### What the task asks
With all pictures excluded, restate the records that follow exactly as written.

### Image-grounded pointing data
:::::
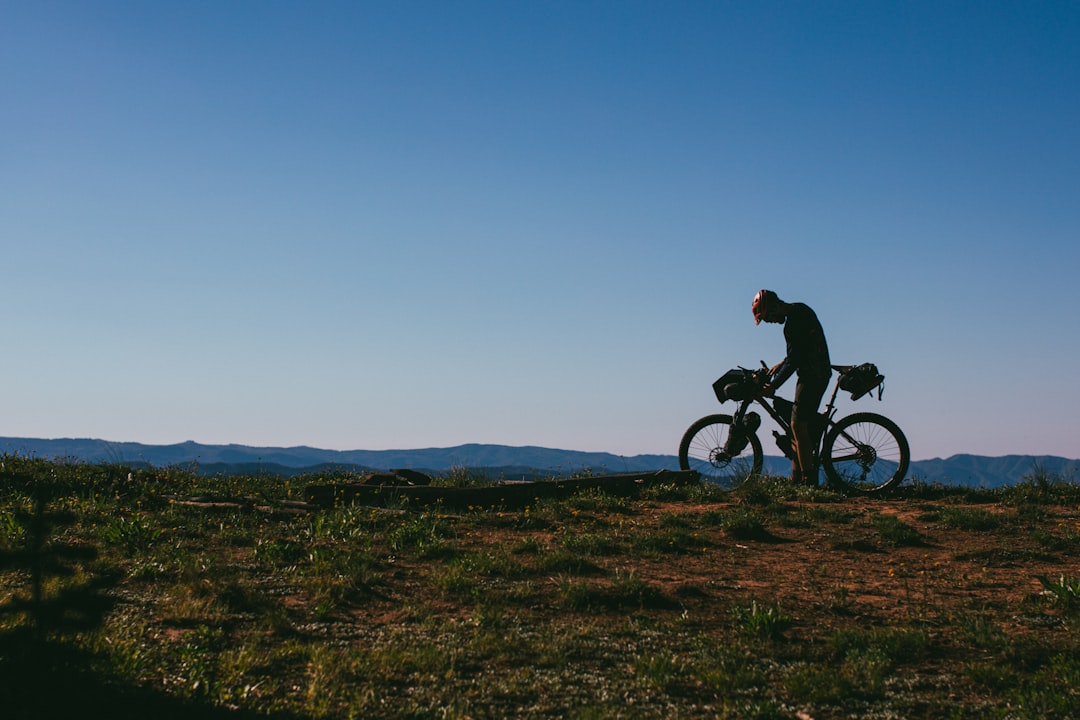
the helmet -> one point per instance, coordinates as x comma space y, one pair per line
764, 301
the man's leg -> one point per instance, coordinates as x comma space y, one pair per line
804, 413
802, 444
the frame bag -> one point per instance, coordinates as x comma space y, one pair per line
862, 379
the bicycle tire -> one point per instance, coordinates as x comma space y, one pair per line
702, 442
865, 452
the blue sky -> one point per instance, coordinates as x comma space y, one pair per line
405, 225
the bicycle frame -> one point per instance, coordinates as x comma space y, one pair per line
826, 419
860, 452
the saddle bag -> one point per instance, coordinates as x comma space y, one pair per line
862, 379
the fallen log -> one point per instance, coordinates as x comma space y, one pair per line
500, 496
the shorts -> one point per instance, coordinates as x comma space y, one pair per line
808, 394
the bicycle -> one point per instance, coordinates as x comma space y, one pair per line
863, 452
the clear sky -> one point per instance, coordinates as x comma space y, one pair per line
402, 225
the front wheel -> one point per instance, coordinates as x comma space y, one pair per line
702, 449
865, 452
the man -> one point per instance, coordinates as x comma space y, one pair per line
808, 358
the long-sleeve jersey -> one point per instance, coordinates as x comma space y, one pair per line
807, 350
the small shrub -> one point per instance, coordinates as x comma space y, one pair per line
760, 622
895, 531
1064, 592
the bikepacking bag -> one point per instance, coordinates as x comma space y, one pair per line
862, 379
733, 385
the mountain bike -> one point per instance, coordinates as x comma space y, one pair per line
860, 453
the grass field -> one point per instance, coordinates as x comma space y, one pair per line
163, 594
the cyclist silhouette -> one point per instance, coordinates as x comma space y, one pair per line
808, 358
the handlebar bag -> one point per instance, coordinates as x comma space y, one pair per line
862, 379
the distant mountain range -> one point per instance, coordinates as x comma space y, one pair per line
495, 460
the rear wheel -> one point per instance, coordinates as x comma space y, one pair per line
865, 452
702, 450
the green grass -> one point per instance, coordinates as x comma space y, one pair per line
689, 601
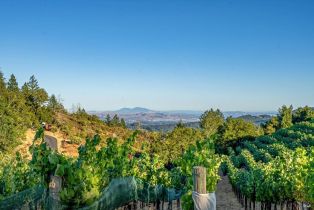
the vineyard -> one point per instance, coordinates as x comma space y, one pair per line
276, 171
85, 180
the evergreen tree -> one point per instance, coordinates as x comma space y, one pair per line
285, 116
236, 129
2, 84
108, 120
122, 123
115, 120
303, 114
12, 84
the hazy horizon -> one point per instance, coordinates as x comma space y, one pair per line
105, 55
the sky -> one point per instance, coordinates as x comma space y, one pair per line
163, 54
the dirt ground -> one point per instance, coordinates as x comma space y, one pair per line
225, 198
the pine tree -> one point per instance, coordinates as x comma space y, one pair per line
2, 84
115, 120
12, 84
108, 120
285, 116
122, 123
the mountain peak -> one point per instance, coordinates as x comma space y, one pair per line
126, 110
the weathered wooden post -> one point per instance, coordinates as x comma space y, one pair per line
199, 179
55, 185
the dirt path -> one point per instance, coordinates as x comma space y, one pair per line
52, 142
225, 198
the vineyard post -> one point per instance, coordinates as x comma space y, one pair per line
55, 186
199, 179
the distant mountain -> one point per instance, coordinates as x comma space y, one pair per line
259, 119
134, 110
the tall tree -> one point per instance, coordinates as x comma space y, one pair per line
54, 104
285, 116
122, 123
108, 119
12, 84
303, 114
115, 120
2, 83
211, 120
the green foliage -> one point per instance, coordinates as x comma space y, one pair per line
276, 168
20, 109
211, 120
235, 129
16, 175
285, 116
115, 121
176, 142
271, 126
201, 154
303, 114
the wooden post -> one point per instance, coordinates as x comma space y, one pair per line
199, 179
55, 185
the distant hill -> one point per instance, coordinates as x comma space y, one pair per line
133, 110
259, 119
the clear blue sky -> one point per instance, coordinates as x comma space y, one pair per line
165, 55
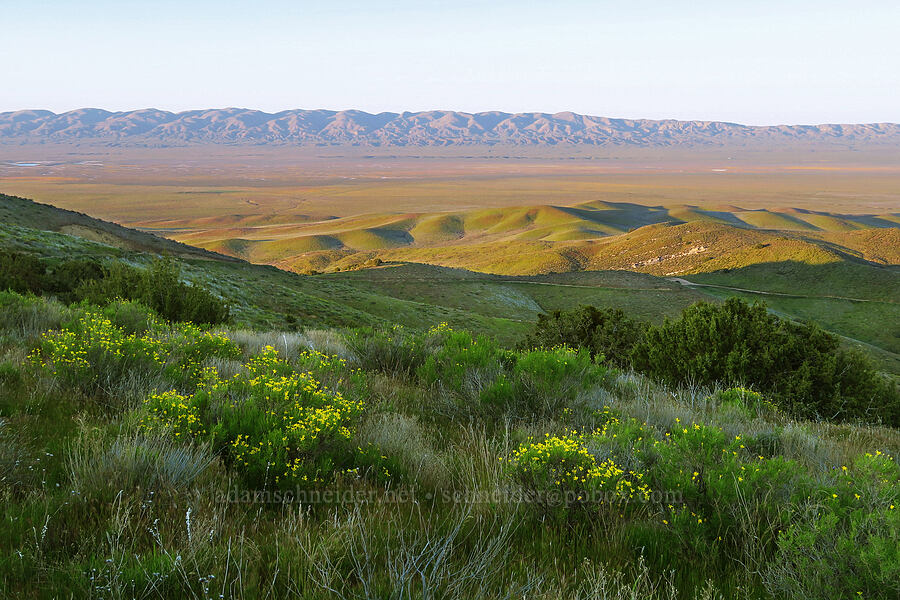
:::::
### Response to the exercise
the helmet -> one point per instance, coordinates as x comma space y, one pair per line
764, 301
the man's leg -> one point per instance, coordinates as x comma space y, one pair per line
804, 413
802, 444
the frame bag -> one point per instance, coordinates as x comma space y, one pair per line
862, 379
the bicycle tire -> one point per instance, coordinates as x comma space y, one pair per line
702, 442
865, 452
the blue sky -> one point per instance, coordinates as x comma space y, one pair per line
405, 225
the bicycle frame -> one point per instance, coordinates as x comma space y, one pair per line
826, 419
860, 452
the saddle bag -> one point per instance, coordinates as x comma space y, one pair per line
862, 379
the fallen log -> one point per instance, coordinates as x comma space y, one pair per line
500, 496
the shorts -> one point per instance, coordinates as x comma space y, one pair per line
808, 394
the bicycle -> one point per instance, coordinates as x comma space y, one pair per line
863, 452
the clear sky -> one point per instance, coordinates as x comma space y, one pair per line
402, 225
the front wheel -> one point per instance, coordinates as x comma space y, one pair per line
702, 449
865, 452
the man -> one point per instance, coordinates as x comma space y, one pair per line
808, 358
the long-sleeve jersey -> one point per instance, coordinates as x comma space y, one pair per line
807, 350
the small shrub -> one point per instance, coordinates as x comma space y, one pair per line
760, 622
895, 531
1064, 592
the bikepacking bag -> one point per instance, coordinates as x comma space y, one pair per line
862, 379
733, 385
the mountain bike -> one point per instance, coordinates as x comma space y, one pair per line
860, 453
the grass field -> one point per instance, coordinates as x comma space y, one pair per line
163, 594
the cyclist silhouette -> one point per instance, coordinates as x comma space y, one pair per line
808, 358
the handlebar bag -> one point per instance, coordinates as x comma space y, one pair per line
862, 379
the distant mountain range -> one point per instance, coordinates as x comma space y, one pair per line
495, 460
the rear wheel -> one point per instance, coordinates as x comma space y, one pair per line
865, 452
702, 450
the green grass -> one point per instance, coordinates as x comma space y, one pair per line
689, 601
the vineyard -> one point per instance, coordinates as x comma space y, one pair per line
276, 171
85, 180
the evergreen tree -> one point per instance, coordinates as x comma space y, one pair per line
285, 116
236, 129
2, 84
108, 120
122, 123
115, 120
303, 114
12, 84
the hazy horizon -> one point per instance, coordinates as x comma space y, one pair per line
105, 55
the sky -> one point per instance, coordinates as x comma space y, one pair per line
163, 54
the dirt ground -> one point per instance, coordinates as x comma space y, one pair per line
225, 198
the pine tree -> one point per instance, coordinates as x comma space y, one pair per line
2, 84
115, 120
12, 84
108, 120
285, 116
122, 123
the mountain peak -> one point per instance, coordinates as x comma space y, one pair per line
126, 110
the weathered wooden post -> one point per instance, coordinates as x comma space y, one pair per line
199, 179
55, 185
the dirt path -> one point per instance, coordinates as x comma space y, one pair per line
52, 142
225, 198
the vineyard post -> one point per instance, coordinates as x comma space y, one pair per line
55, 186
199, 179
the distant mountain -> one point per instance, coordinates as x comma space y, one pair per line
259, 119
134, 110
the tall tree -> one point per instance, coordinates as x comma space y, one pair per line
54, 104
285, 116
122, 123
108, 119
12, 84
303, 114
115, 120
2, 83
211, 120
the green foliage -> one point per instance, coordinates as x comma space y, one pair per line
276, 168
20, 109
211, 120
235, 129
16, 175
285, 116
115, 121
176, 142
271, 126
201, 154
303, 114
the wooden post -> one point per instance, coordinates as x comma space y, one pair per line
199, 179
55, 185
the distant hill -> one point per instance, coordinates as x comma space y, one pair per line
133, 110
259, 119
the clear blue sky -> one point per instance, coordinates as x comma space y, one pair per line
165, 55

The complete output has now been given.